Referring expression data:
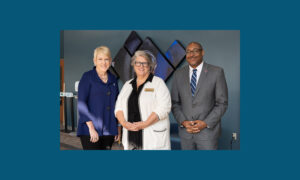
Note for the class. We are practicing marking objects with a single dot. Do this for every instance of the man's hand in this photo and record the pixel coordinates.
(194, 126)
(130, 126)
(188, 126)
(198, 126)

» **TASK ITEM**: An exact restatement of every record is required. Omit the images.

» **WRITTEN RESPONSE**:
Note for the class. We are practicing marking objects with a single dot. Do this for every instance of the man's hand in this photo and record the pixel coordinates.
(194, 126)
(130, 126)
(188, 126)
(198, 126)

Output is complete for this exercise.